### Requirements
Reproduce the records below line for line, leaving out the pictures.
+--
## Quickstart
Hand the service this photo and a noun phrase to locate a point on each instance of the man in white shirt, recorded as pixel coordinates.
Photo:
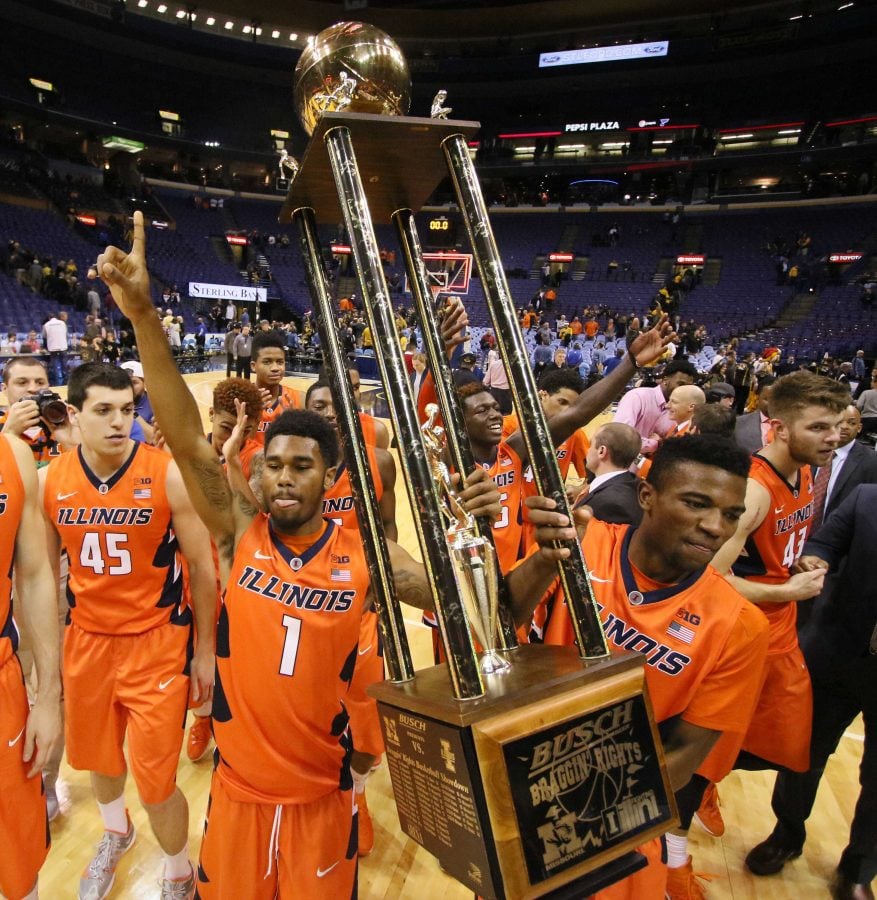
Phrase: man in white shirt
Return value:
(55, 336)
+--
### Final result
## Quickstart
Hand the service this photo and a noun phrase to locate a point on each instance of the man in white shirt, recorded as pixel coordinates.
Photo:
Phrase: man in white shirt
Return value:
(55, 336)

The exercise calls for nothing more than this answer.